● **节选原文**:
━━━
【发布时间】:2021-01-31 12:04:01
【问题描述】:
在Breast-Cancer-Wisconsin-Diagnostic-DataSet 上使用 Pytorch 练习深度学习进行二元分类。
我尝试了不同的方法,我能得到的最好的方法如下,准确率仍然很低,只有 61%。
提高准确率的方法是什么?
谢谢。
import pandas as pd
import io
dataset = pd.read_excel(base_dir + "Breast-Cancer-Wisconsin-Diagnostic.xlsx")
number_of_columns = dataset.shape[1]
# training and testing split of 70:30
dataset['diagnosis'] = pd.Categorical(dataset['diagnosis']).codes
dataset = dataset.sample(frac=1, random_state=1234)
train_input = dataset.values[:398, :number_of_columns-1]
train_target = dataset.values[:398, number_of_columns-1]
test_input = dataset.values[398:, :number_of_columns-1]
test_target = dataset.values[398:, number_of_columns-1]
import torch
torch.manual_seed(1234)
hidden_units = 5
net = torch.nn.Sequential(
torch.nn.Linear(number_of_columns-1, hidden_units),
torch.nn.ReLU(),
torch.nn.Linear(hidden_units, 2))
# choose optimizer and loss function
criterion = torch.nn.CrossEntropyLoss()
optimizer = torch.optim.SGD(net.parameters(), lr=0.1,momentum=0.9)
# train
epochs = 50
for epoch in range(epochs):
inputs = torch.autograd.Variable(torch.Tensor(train_input).float())
targets = torch.autograd.Variable(torch.Tensor(train_target).long())
optimizer.zero_grad()
out = net(inputs)
loss = criterion(out, targets)
loss.backward()
optimizer.step()
if epoch == 0 or (epoch + 1) % 10 == 0:
print('Epoch %d Loss: %.4f' % (epoch + 1, loss.item()))
━━━
● **数据列表**:

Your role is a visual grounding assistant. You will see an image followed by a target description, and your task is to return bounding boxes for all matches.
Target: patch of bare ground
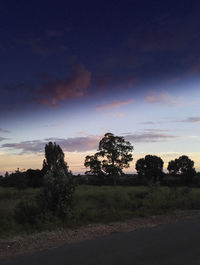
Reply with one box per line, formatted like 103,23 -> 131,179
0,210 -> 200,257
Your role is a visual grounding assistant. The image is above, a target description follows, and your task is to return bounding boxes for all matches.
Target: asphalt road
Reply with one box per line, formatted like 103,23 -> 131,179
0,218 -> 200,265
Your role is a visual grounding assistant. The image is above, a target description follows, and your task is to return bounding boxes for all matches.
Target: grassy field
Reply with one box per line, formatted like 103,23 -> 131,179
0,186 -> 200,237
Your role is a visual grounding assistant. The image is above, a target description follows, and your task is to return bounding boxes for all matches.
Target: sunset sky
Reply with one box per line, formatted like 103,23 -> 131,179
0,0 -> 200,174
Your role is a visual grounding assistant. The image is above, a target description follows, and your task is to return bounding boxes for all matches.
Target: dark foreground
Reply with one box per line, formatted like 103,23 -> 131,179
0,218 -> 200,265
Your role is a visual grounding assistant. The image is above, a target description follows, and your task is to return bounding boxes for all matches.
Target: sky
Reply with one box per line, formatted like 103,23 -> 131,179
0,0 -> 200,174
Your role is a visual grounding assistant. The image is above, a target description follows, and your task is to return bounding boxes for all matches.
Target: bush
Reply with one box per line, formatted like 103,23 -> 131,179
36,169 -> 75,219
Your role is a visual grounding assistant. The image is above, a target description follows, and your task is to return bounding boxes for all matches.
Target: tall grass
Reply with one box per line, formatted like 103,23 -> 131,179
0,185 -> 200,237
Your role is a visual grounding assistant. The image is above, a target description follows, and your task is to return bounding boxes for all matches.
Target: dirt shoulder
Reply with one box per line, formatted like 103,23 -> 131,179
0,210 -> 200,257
━━━
● **练习 1**: 根据乳腺癌分类的帖子,发帖人目前能得到的准确率是多少?
● **练习 2**: 从乳腺癌分类的帖子最后一行之后接着续写。

● **书面回答 1**: 只有61%。

● **书面回答 2**:
# Epoch 1 Loss: 412063.1250
# Epoch 10 Loss: 0.6628
# Epoch 20 Loss: 0.6639
# Epoch 30 Loss: 0.6592
# Epoch 40 Loss: 0.6587
# Epoch 50 Loss: 0.6588
import numpy as np
inputs = torch.autograd.Variable(torch.Tensor(test_input).float())
targets = torch.autograd.Variable(torch.Tensor(test_target).long())
optimizer.zero_grad()
out = net(inputs)
_, predicted = torch.max(out.data, 1)
error_count = test_target.size - np.count_nonzero((targets == predicted).numpy())
print('Errors: %d; Accuracy: %d%%' % (error_count, 100 * torch.sum(targets == predicted) // test_target.size))
# Errors: 65; Accuracy: 61%
【问题讨论】:
-
这是一个很难回答的问题,因为准确度低的原因可能有很多。您是否尝试过构建不同的模型?
-
也许实际上使用了
deep网络?您的模型非常简单,很可能是问题所在。 -
@Smurphy0000,感谢您的评论。我尝试了正常的机器学习,其中一些具有更好的准确性。我在想 Pytorch 应该有更好的准确性,所以我在这里提出了一个问题。
-
@Rika,感谢您的评论。您是否可以展示一个示例,以便其他学习者也可以受益?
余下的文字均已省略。